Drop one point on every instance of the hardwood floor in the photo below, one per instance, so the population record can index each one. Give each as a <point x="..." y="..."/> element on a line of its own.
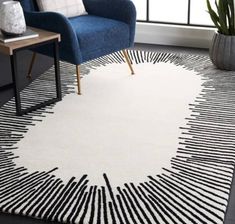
<point x="43" y="63"/>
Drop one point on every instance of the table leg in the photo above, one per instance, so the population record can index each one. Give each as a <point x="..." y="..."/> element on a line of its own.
<point x="13" y="60"/>
<point x="57" y="70"/>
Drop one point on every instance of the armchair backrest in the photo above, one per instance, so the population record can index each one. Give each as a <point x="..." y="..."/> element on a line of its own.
<point x="29" y="5"/>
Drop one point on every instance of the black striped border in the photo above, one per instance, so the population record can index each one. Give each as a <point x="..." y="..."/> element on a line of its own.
<point x="194" y="190"/>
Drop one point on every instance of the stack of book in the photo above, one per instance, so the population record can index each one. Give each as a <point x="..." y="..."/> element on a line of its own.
<point x="27" y="35"/>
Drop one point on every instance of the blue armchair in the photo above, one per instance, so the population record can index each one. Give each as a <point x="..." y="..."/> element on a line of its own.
<point x="108" y="27"/>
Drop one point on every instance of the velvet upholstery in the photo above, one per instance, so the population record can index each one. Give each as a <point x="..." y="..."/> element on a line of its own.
<point x="108" y="27"/>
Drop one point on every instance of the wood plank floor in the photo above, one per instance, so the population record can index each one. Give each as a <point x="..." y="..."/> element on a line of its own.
<point x="44" y="63"/>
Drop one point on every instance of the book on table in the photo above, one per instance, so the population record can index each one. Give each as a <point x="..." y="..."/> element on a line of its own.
<point x="26" y="35"/>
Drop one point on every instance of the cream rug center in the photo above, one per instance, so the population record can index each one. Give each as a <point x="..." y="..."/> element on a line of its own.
<point x="122" y="125"/>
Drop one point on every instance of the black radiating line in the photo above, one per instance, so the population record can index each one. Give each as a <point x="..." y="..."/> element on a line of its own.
<point x="112" y="197"/>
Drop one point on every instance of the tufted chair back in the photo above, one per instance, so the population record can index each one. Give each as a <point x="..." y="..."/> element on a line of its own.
<point x="29" y="5"/>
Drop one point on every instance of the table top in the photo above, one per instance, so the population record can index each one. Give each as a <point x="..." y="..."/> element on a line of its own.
<point x="8" y="48"/>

··········

Repeat the entries exactly, without pictures.

Drop one point on every instance of the hardwood floor in the photo below, one per instance, so the population record can index each one. Give each as a <point x="..." y="..."/> element on a line of its own.
<point x="43" y="63"/>
Drop one point on every instance of the table leg in the photo above, one per instance, so the population record can index each one. Give each as a <point x="..." y="..."/> element on a line of its own.
<point x="13" y="60"/>
<point x="57" y="70"/>
Drop one point on every instance of the armchair backrest in the photo above, one per instance, so the population record can index each one. Give each as a <point x="..." y="..."/> element on a line of its own.
<point x="29" y="5"/>
Drop one point on every instance of the black striped border in the photo above, one per instance, so the population record can index each one. Give each as a <point x="..." y="..."/> element on a line of its own.
<point x="194" y="190"/>
Drop one point on every instance of the stack of book in the photo above, one per instance, so the population record can index each one. Give each as a <point x="..." y="..."/> element on a line of its own.
<point x="27" y="35"/>
Drop one point on every instance of the blue armchair in the photo above, one per instance, so the population record can index each one. Give each as a <point x="..." y="..."/> element on a line of its own.
<point x="108" y="27"/>
Drop one point on every instance of the velvet upholstery in the photo above, one per instance, so the population record can index each one. Give each as a <point x="..." y="..."/> element on a line of its own.
<point x="108" y="27"/>
Drop one point on every instance of the wood plank floor in the photo above, one per instance, so the population record can index each one. Give each as a <point x="..." y="..."/> element on a line of its own.
<point x="44" y="63"/>
Drop one point on every instance of the book on table in the photo above, one per instance, so the population record can index each one. Give each as a <point x="..." y="..."/> element on a line of its own.
<point x="26" y="35"/>
Drop one point on every instance of the cream rug center in the photo above, one per instance, so the population record can index each one. Give each as a <point x="..." y="..."/> element on a line of its own.
<point x="122" y="125"/>
Drop one point on every instance of the black radiating line in the photo above, one per instance, so the population record can index each one. Give each as a <point x="..." y="..."/> element on a line of its own.
<point x="112" y="197"/>
Drop one point on every instance of the tufted chair back in the photo above, one per instance, so the population record can index each one. Give each as a <point x="..." y="..."/> element on a line of its own.
<point x="29" y="5"/>
Drop one point on every instance of the table top in the photo above, one per instance, so the population record can index each one. Give each as a <point x="..." y="..."/> element on a line of its own.
<point x="8" y="48"/>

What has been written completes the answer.